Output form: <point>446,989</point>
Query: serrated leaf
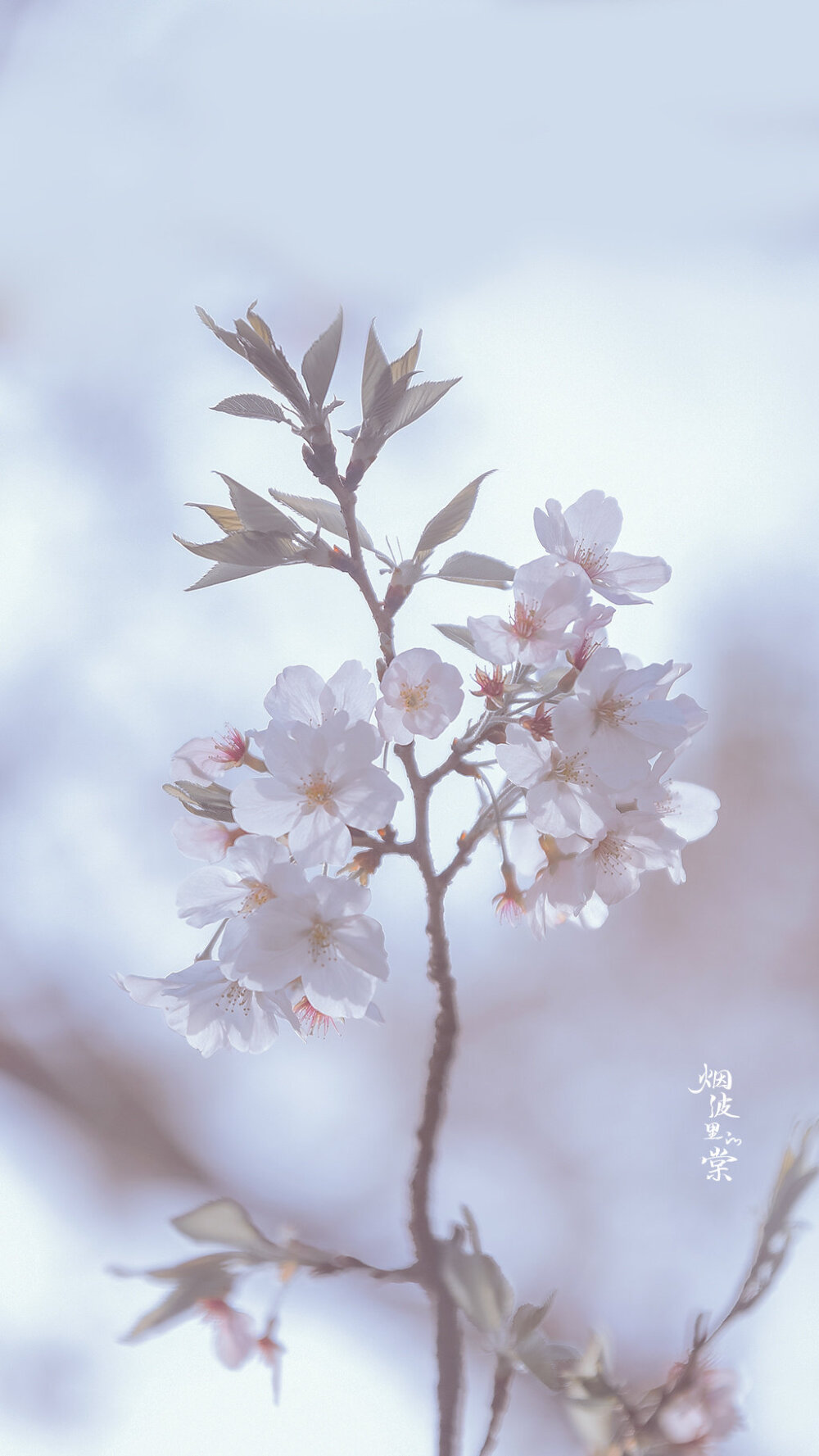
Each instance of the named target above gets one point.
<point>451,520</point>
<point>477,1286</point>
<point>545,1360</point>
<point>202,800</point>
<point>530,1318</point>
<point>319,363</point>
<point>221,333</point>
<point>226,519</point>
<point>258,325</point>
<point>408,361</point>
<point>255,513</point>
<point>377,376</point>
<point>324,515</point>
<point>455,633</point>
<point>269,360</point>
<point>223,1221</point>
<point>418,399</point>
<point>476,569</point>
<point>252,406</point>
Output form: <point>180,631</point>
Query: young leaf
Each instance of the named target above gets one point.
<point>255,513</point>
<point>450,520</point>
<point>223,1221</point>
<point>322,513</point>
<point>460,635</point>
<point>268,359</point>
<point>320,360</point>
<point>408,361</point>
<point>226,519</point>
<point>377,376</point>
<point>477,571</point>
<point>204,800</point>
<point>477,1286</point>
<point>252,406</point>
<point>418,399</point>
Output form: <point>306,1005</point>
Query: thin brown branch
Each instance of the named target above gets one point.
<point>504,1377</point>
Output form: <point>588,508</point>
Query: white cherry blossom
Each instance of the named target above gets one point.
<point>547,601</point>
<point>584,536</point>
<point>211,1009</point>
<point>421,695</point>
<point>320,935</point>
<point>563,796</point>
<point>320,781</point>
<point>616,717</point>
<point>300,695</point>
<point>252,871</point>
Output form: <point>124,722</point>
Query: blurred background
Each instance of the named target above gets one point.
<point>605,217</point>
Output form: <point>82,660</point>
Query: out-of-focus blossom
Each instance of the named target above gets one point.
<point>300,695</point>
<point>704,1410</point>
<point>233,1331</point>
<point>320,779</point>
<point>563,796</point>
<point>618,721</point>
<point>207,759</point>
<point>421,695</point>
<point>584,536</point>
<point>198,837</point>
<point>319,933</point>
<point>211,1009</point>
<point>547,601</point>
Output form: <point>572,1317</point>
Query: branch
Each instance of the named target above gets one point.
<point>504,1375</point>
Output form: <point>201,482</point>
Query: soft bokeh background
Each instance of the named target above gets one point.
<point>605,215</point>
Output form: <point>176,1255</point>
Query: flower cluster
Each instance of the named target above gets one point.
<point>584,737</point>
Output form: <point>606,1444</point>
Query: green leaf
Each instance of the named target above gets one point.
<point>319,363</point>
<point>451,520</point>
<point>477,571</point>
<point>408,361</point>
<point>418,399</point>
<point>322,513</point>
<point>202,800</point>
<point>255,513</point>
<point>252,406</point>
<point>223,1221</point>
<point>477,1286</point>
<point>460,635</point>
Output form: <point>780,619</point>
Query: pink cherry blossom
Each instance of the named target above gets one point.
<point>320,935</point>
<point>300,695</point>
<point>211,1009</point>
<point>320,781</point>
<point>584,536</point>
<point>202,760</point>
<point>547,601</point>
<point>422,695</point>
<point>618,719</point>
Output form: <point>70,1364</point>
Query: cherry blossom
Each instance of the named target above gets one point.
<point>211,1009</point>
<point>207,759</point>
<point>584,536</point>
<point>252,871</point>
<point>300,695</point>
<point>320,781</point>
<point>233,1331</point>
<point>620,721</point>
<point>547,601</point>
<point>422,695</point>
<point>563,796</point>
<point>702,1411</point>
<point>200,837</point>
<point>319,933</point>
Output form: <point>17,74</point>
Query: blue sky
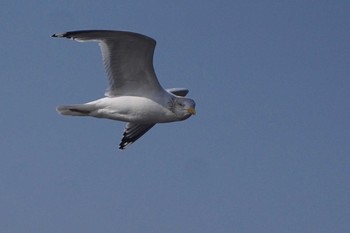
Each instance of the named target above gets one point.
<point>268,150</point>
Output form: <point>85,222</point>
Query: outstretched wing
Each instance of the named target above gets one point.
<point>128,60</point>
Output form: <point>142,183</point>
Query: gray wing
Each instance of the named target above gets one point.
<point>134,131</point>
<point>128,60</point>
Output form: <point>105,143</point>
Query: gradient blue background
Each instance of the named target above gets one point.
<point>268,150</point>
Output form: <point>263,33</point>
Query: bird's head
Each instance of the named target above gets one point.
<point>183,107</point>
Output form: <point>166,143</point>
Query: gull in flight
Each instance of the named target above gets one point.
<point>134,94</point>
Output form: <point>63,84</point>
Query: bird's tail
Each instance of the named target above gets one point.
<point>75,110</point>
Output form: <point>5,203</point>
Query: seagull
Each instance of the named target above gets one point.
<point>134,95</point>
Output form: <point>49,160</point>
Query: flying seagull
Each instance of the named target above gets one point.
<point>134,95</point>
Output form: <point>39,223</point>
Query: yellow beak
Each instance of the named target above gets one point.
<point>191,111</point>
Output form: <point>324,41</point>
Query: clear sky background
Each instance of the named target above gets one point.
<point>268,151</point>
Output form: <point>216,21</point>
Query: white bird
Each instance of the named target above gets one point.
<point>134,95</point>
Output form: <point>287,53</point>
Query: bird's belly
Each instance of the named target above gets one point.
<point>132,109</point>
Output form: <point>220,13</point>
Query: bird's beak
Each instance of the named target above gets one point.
____
### Stated task
Copy all of the records above word for word, but leave out the pictures.

### Full response
Output form: <point>446,989</point>
Query: serrated leaf
Each instance of the named target above gets one point.
<point>451,520</point>
<point>477,1286</point>
<point>545,1360</point>
<point>202,800</point>
<point>530,1318</point>
<point>319,363</point>
<point>221,333</point>
<point>226,519</point>
<point>258,325</point>
<point>408,361</point>
<point>255,513</point>
<point>377,376</point>
<point>324,515</point>
<point>455,633</point>
<point>269,360</point>
<point>223,1221</point>
<point>418,399</point>
<point>476,569</point>
<point>252,406</point>
Output form: <point>180,631</point>
Query: young leaf
Each instance of the named target above gets one point.
<point>255,513</point>
<point>450,520</point>
<point>223,1221</point>
<point>322,513</point>
<point>460,635</point>
<point>268,359</point>
<point>320,360</point>
<point>408,361</point>
<point>226,519</point>
<point>377,376</point>
<point>477,571</point>
<point>204,800</point>
<point>477,1286</point>
<point>252,406</point>
<point>418,399</point>
Output form: <point>306,1005</point>
Query: thin brown branch
Each instance of the named target above gets one point.
<point>504,1377</point>
Output form: <point>588,508</point>
Query: white cherry blossom
Each instance of the named target above gets one point.
<point>547,601</point>
<point>584,536</point>
<point>211,1009</point>
<point>421,695</point>
<point>320,935</point>
<point>563,796</point>
<point>320,781</point>
<point>616,717</point>
<point>300,695</point>
<point>252,871</point>
Output form: <point>124,722</point>
Query: blurred background
Each instance of the named target above gets one point.
<point>605,217</point>
Output form: <point>82,660</point>
Query: out-of-focus blossom
Each instance of the named target above gets one point.
<point>300,695</point>
<point>704,1410</point>
<point>233,1331</point>
<point>320,779</point>
<point>563,796</point>
<point>618,721</point>
<point>207,759</point>
<point>421,695</point>
<point>584,536</point>
<point>198,837</point>
<point>319,933</point>
<point>211,1009</point>
<point>547,601</point>
Output form: <point>572,1317</point>
Query: branch
Each instance of the named target above gets one point.
<point>504,1375</point>
Output form: <point>201,482</point>
Query: soft bokeh background
Each instance of the named target above gets one point.
<point>605,215</point>
Output form: <point>176,1255</point>
Query: flower cluster
Each instance of the named target above gets one point.
<point>584,737</point>
Output form: <point>606,1444</point>
Query: green leaf
Each instance of the named target above gets one point.
<point>319,363</point>
<point>451,520</point>
<point>477,571</point>
<point>408,361</point>
<point>418,399</point>
<point>322,513</point>
<point>202,800</point>
<point>255,513</point>
<point>252,406</point>
<point>223,1221</point>
<point>477,1286</point>
<point>460,635</point>
Output form: <point>780,619</point>
Query: pink cherry blossom
Each instance of the named target above gets one point.
<point>320,935</point>
<point>300,695</point>
<point>211,1009</point>
<point>320,781</point>
<point>584,536</point>
<point>202,760</point>
<point>547,601</point>
<point>422,695</point>
<point>618,719</point>
Output form: <point>70,1364</point>
Query: cherry blossom
Each instance of the named target above gets one point.
<point>211,1009</point>
<point>207,759</point>
<point>584,536</point>
<point>252,871</point>
<point>300,695</point>
<point>320,781</point>
<point>233,1331</point>
<point>620,721</point>
<point>547,601</point>
<point>422,695</point>
<point>563,796</point>
<point>702,1411</point>
<point>200,837</point>
<point>319,933</point>
Output form: <point>17,74</point>
Query: blue sky
Each instance of the named target above gets one point.
<point>268,150</point>
Output form: <point>85,222</point>
Query: outstretched wing
Each instance of the named target above gets one point.
<point>128,60</point>
Output form: <point>142,183</point>
Query: gray wing
Each instance of the named target above gets one point.
<point>134,131</point>
<point>128,60</point>
Output form: <point>105,143</point>
Query: gradient blue background
Each instance of the named target above gets one point.
<point>268,150</point>
Output form: <point>263,33</point>
Query: bird's head
Each instance of the named target above gets one point.
<point>183,107</point>
Output form: <point>166,143</point>
Query: gull in flight
Each instance of the named target above gets one point.
<point>134,94</point>
Output form: <point>63,84</point>
Query: bird's tail
Each instance of the named target above gets one point.
<point>75,110</point>
Output form: <point>5,203</point>
Query: seagull
Each instance of the named target above gets one point.
<point>134,95</point>
Output form: <point>49,160</point>
Query: flying seagull
Each instance of the named target above gets one point.
<point>134,95</point>
Output form: <point>39,223</point>
Query: yellow beak
Each instance of the named target above gets one point.
<point>191,111</point>
Output form: <point>324,41</point>
Query: clear sky background
Each instance of the named target above gets one point.
<point>268,151</point>
Output form: <point>216,21</point>
Query: white bird
Each instance of the named target above gets one point.
<point>134,95</point>
Output form: <point>287,53</point>
Query: bird's belly
Each instance of the named target above gets one point.
<point>132,109</point>
Output form: <point>220,13</point>
Query: bird's beak
Each instance of the named target above gets one point.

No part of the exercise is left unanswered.